> _What to work on_
Set all the material down again unchanged, without the pictures.

--- begin Items ---

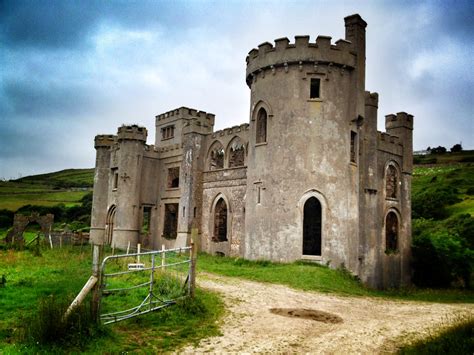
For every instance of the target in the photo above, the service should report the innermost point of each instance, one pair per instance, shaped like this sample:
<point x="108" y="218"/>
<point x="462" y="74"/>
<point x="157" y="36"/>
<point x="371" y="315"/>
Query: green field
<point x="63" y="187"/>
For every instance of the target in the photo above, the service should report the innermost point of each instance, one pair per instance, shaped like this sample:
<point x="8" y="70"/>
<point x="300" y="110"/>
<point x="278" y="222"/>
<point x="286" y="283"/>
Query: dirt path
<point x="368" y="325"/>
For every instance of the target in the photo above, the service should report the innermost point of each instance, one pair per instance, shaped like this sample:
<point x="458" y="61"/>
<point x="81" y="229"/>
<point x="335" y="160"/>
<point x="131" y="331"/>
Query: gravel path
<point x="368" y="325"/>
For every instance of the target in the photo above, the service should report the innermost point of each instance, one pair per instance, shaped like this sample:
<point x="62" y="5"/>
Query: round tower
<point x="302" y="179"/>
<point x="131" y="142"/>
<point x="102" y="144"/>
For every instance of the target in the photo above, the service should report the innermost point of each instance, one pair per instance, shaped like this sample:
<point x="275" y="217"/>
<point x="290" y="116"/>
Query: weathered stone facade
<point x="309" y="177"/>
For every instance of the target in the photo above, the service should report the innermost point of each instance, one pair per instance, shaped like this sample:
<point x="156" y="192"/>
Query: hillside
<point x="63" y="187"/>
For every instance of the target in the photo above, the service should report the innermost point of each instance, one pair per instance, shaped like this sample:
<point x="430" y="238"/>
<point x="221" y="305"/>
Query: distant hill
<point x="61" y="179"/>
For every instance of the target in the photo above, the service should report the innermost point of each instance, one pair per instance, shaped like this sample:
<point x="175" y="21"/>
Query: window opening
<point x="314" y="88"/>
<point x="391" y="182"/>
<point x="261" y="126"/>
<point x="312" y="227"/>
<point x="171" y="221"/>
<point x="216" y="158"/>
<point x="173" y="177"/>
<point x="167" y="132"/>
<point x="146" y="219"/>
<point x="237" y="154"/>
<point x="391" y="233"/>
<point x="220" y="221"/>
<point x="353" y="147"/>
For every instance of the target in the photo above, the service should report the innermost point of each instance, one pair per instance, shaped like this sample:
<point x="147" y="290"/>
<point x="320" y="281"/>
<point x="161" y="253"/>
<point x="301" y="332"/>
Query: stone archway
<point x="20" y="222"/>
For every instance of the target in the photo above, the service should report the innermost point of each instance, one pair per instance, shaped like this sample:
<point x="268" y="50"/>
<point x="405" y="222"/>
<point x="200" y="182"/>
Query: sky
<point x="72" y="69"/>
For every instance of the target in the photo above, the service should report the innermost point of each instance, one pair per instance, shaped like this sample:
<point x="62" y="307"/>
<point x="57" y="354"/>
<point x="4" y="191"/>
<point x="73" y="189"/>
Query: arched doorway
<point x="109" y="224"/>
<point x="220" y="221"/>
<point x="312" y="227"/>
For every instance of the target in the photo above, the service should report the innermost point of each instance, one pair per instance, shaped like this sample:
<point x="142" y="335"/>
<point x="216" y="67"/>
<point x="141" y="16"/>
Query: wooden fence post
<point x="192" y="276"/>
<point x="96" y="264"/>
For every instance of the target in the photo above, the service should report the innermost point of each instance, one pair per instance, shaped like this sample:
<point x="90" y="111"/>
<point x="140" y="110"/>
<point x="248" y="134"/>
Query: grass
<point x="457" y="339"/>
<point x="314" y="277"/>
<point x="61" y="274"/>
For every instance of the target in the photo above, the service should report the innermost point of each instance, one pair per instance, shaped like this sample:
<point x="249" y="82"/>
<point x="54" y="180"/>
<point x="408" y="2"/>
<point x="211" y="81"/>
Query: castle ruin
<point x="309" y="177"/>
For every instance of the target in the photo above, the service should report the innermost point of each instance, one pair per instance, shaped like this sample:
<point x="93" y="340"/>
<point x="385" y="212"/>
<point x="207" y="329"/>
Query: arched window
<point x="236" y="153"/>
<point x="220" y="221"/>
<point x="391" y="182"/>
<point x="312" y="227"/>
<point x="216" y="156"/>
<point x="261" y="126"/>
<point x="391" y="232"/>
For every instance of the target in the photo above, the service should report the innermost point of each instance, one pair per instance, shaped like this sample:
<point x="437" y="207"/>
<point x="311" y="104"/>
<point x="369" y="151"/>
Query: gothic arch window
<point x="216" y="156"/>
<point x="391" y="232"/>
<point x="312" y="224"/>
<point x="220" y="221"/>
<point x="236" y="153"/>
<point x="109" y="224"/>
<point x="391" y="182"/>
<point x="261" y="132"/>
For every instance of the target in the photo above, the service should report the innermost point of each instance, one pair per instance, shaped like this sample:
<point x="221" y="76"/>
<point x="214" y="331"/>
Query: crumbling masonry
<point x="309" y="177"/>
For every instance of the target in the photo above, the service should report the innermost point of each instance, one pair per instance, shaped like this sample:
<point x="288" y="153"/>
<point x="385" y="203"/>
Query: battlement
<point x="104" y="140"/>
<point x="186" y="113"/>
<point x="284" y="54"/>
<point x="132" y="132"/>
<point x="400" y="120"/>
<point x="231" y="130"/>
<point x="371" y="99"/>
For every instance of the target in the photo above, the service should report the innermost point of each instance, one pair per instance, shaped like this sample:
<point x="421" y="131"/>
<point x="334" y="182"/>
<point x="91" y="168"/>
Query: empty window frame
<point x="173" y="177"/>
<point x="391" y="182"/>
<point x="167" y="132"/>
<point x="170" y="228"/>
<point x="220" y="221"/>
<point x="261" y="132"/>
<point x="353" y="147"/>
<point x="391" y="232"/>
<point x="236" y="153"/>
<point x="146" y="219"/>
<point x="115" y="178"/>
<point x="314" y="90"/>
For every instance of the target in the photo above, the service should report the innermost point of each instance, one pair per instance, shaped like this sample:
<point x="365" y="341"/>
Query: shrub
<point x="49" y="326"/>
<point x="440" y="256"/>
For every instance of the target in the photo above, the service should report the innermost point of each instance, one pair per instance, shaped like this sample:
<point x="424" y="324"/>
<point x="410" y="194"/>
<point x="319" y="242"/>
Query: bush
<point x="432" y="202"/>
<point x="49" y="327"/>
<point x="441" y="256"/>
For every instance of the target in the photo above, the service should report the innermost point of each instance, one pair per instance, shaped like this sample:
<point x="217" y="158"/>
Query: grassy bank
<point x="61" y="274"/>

--- end Items ---

> _Output of the exercise_
For every instance of the target in the photo above, the service should report the innermost point of each instance, one pair per instance, shaped like this sample:
<point x="108" y="218"/>
<point x="462" y="74"/>
<point x="157" y="36"/>
<point x="371" y="315"/>
Query: green field
<point x="63" y="187"/>
For every instance of the target in the photo above, the service should report the innermost point of each instance, one pair per instance, shaped like this sample:
<point x="8" y="70"/>
<point x="300" y="110"/>
<point x="278" y="222"/>
<point x="286" y="283"/>
Query: dirt path
<point x="368" y="325"/>
For every instance of the target in the photo above, the service should report the innermost point of each instance, one pair per instance, shaped like this sample:
<point x="458" y="61"/>
<point x="81" y="229"/>
<point x="335" y="160"/>
<point x="131" y="331"/>
Query: gravel path
<point x="368" y="325"/>
For every instance of the target in the photo above, the service should report the innermost point of each instance, one pair per instance, shaped like this sample:
<point x="62" y="5"/>
Query: round tower
<point x="302" y="179"/>
<point x="131" y="142"/>
<point x="102" y="144"/>
For every instance of the target in the photo above, the service should report the innermost point of each instance, one pair per instance, shaped like this sample:
<point x="275" y="217"/>
<point x="290" y="116"/>
Query: weathered stone facade
<point x="309" y="177"/>
For every instance of the target in the photo above, the service should report the innermost point of each instance, one pair per instance, shaped like this sample:
<point x="156" y="192"/>
Query: hillside
<point x="63" y="187"/>
For every instance of the target in the photo above, the service should report the innermost point of each instance, one pair per instance, shaped like this sample:
<point x="430" y="238"/>
<point x="221" y="305"/>
Query: distant hill
<point x="61" y="179"/>
For every instance of the target in the photo above, the service should report the innermost point of each instance, one pair per instance, shaped like this sample:
<point x="175" y="21"/>
Query: window opening
<point x="314" y="88"/>
<point x="391" y="182"/>
<point x="261" y="126"/>
<point x="312" y="227"/>
<point x="171" y="221"/>
<point x="216" y="158"/>
<point x="173" y="177"/>
<point x="167" y="132"/>
<point x="146" y="219"/>
<point x="237" y="154"/>
<point x="391" y="233"/>
<point x="220" y="221"/>
<point x="353" y="147"/>
For every instance of the target in the photo above, the service should report the innermost point of each instance, one pair per instance, shaped like this sample:
<point x="147" y="290"/>
<point x="320" y="281"/>
<point x="161" y="253"/>
<point x="301" y="332"/>
Query: stone archway
<point x="20" y="222"/>
For every instance of the target in the photo above, the service should report the innermost point of each instance, one pair per instance, shaped like this sample:
<point x="268" y="50"/>
<point x="405" y="222"/>
<point x="200" y="182"/>
Query: sky
<point x="72" y="69"/>
For every instance of the target in the photo above, the service should report the innermost point of each instance, one pair per instance, shaped like this sample:
<point x="62" y="307"/>
<point x="57" y="354"/>
<point x="4" y="191"/>
<point x="73" y="189"/>
Query: arched doorway
<point x="109" y="224"/>
<point x="220" y="221"/>
<point x="312" y="227"/>
For every instance of the target in the photo above, the service should report the innermost point of each instance, one pair per instance, shaped like this sample:
<point x="142" y="335"/>
<point x="216" y="67"/>
<point x="141" y="16"/>
Query: wooden fence post
<point x="192" y="276"/>
<point x="96" y="264"/>
For every instance of the target in the photo above, the service should report the innermost point of each instance, one pair per instance, shaped like this sample:
<point x="90" y="111"/>
<point x="140" y="110"/>
<point x="248" y="134"/>
Query: grass
<point x="457" y="339"/>
<point x="314" y="277"/>
<point x="61" y="274"/>
For every instance of the target in the photo above, the service should report the innermost point of each instance, one pair per instance, shaped like this sample:
<point x="249" y="82"/>
<point x="54" y="180"/>
<point x="408" y="2"/>
<point x="211" y="81"/>
Query: castle ruin
<point x="309" y="177"/>
For every instance of the target in the photo above, the service should report the innermost point of each instance, one pair per instance, shaped like this sample:
<point x="93" y="340"/>
<point x="385" y="212"/>
<point x="207" y="329"/>
Query: arched window
<point x="236" y="153"/>
<point x="220" y="221"/>
<point x="391" y="182"/>
<point x="312" y="227"/>
<point x="216" y="156"/>
<point x="261" y="126"/>
<point x="391" y="232"/>
For every instance of the target in the photo above, the service should report the innermost point of each instance, one pair per instance, shaped like this sample:
<point x="437" y="207"/>
<point x="311" y="104"/>
<point x="369" y="151"/>
Query: gothic arch window
<point x="216" y="156"/>
<point x="391" y="232"/>
<point x="312" y="224"/>
<point x="220" y="221"/>
<point x="236" y="153"/>
<point x="109" y="224"/>
<point x="391" y="182"/>
<point x="261" y="132"/>
For every instance of the target in the photo above, the service should report the innermost point of each instance, one pair per instance, shaped like this sample:
<point x="221" y="76"/>
<point x="214" y="331"/>
Query: crumbling masonry
<point x="309" y="177"/>
For every instance of the target in the photo above, the service should report the innermost point of each instance, one pair per instance, shaped like this sample:
<point x="288" y="153"/>
<point x="385" y="203"/>
Query: battlement
<point x="104" y="140"/>
<point x="186" y="113"/>
<point x="284" y="54"/>
<point x="132" y="132"/>
<point x="400" y="120"/>
<point x="231" y="130"/>
<point x="371" y="99"/>
For every instance of the target in the photo above, the service should report the innermost point of each instance, one pair per instance, shaped like this sample:
<point x="421" y="131"/>
<point x="334" y="182"/>
<point x="91" y="168"/>
Query: empty window frame
<point x="173" y="177"/>
<point x="391" y="182"/>
<point x="167" y="132"/>
<point x="170" y="228"/>
<point x="220" y="221"/>
<point x="261" y="132"/>
<point x="353" y="147"/>
<point x="391" y="232"/>
<point x="236" y="153"/>
<point x="146" y="219"/>
<point x="115" y="178"/>
<point x="314" y="90"/>
For every instance of the target in the photo above, the service should report the innermost point of each instance, one pair per instance, shaped like this sample:
<point x="365" y="341"/>
Query: shrub
<point x="49" y="326"/>
<point x="440" y="256"/>
For every instance of the target in the photo above, the service should report the innermost point of each instance, one pair per instance, shaped like this sample:
<point x="424" y="324"/>
<point x="410" y="194"/>
<point x="319" y="242"/>
Query: bush
<point x="432" y="202"/>
<point x="49" y="327"/>
<point x="441" y="256"/>
For every instance of the target in the photo above, the service should report the innermost point of each instance, one pair per instance, shaped like this sample:
<point x="217" y="158"/>
Query: grassy bank
<point x="61" y="274"/>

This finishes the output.